_Page extract:_
"""

Our veterinarians in San Jose discuss the types of anemia in cats and offer some perspective on causes, symptoms and treatment options.
What is anemia in cats?
The medical term anemia represents a drop in the number of hemoglobin or red blood cells (or both) circulating throughout your cat's body. While anemia is not a specific disease in itself, it's typically a sign of another condition or disease.
If you've wondered why your cat is breathing rapidly even when lying still, has seemed uninterested in treats or food, has been acting more lethargic than usual, they may well be suffering from anemia.
Types of Anemia in Cats
There are three types of anemia in cats - regenerative, non-regenerative, and autoimmune hemolytic anemia The causes for each vary.
Infection, parasites, serious illness (such as cancer), injury or sudden or acute blood loss can lead to regenerative anemia in cats. Serious illnesses or conditions can destroy red blood cells. Younger cats tend to be diagnosed with regenerative anemia more often.
Liver disease, bone marrow disorders and other chronic diseases can cause non-regenerative anemia in cats.
Anemia in cats with kidney failure is also common as malfunctioning kidneys are the most underlying cause of this type of anemia. Normally functioning kidneys produce a hormone that assists in the production of red blood cells. However, when the kidneys are malfunctioning, those cells will not be replaced as quickly as your cat's body uses them, which leads to anemia.

"""

_Exercise tasks:_
1. Please duplicate part of the page on anemia in cats word for word, starting with "Infection, parasites, serious" and going on through "leads to anemia.".
2. In the page on anemia in cats, what do normally functioning kidneys produce?
3. Resume the page on anemia in cats after its last sentence, writing on in the same style.

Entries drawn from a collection
"""

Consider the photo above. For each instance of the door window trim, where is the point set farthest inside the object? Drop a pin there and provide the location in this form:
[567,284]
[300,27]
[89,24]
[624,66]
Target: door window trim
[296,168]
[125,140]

"""

_Answers to the exercises:_
1.
Infection, parasites, serious illness (such as cancer), injury or sudden or acute blood loss can lead to regenerative anemia in cats. Serious illnesses or conditions can destroy red blood cells. Younger cats tend to be diagnosed with regenerative anemia more often.
Liver disease, bone marrow disorders and other chronic diseases can cause non-regenerative anemia in cats.
Anemia in cats with kidney failure is also common as malfunctioning kidneys are the most underlying cause of this type of anemia. Normally functioning kidneys produce a hormone that assists in the production of red blood cells. However, when the kidneys are malfunctioning, those cells will not be replaced as quickly as your cat's body uses them, which leads to anemia.

2. A hormone that assists in the production of red blood cells.

3.
Older cats are more often affected by non-regenerative anemia.
Autoimmune Hemolytic Anemia
Autoimmune Hemolytic Anemia (AIHA) in cats is an immune system disease in which the body destroys red blood cells. The disease is also sometimes referred to as immune-mediated hemolytic anemia (IMHA).
AIHA is more often secondary because an underlying toxin or disease alters the surface of the red blood cells. Most cats with AIHA have severe anemia, which causes symptoms such as pale gums (usually, the gums are normally pink or red in color).
Symptoms of Anemia in Cats
The underlying cause of illness, as well as its severity and duration, determine which symptoms of anemia your cat will exhibit.
The most common symptoms can include:
- Rapid breathing
- Shortness of breath
- Lethargy or lack of energy
- Loss of appetite
Other symptoms may include:
- Increased heart rate
- Jaundice (yellowish color in eyes, skin, or gums if red blood cells have been destroyed)
- Pale or white gums
What should I do if my cat shows symptoms of anemia?
If your cat is displaying any of the symptoms above, book an appointment with your veterinarian as soon as possible for an exam. The vet may run a series of diagnostic blood tests, which are often referred to as complete blood count (CBC).
Your cat will need an official diagnosis and potentially more tests in order to identify which type of anemia they have, as well as the underlying injury, illness, or disease that’s causing the symptoms.
If you discover blood in your cat’s feces or vomit, it is considered a medical emergency that requires immediate attention from your vet.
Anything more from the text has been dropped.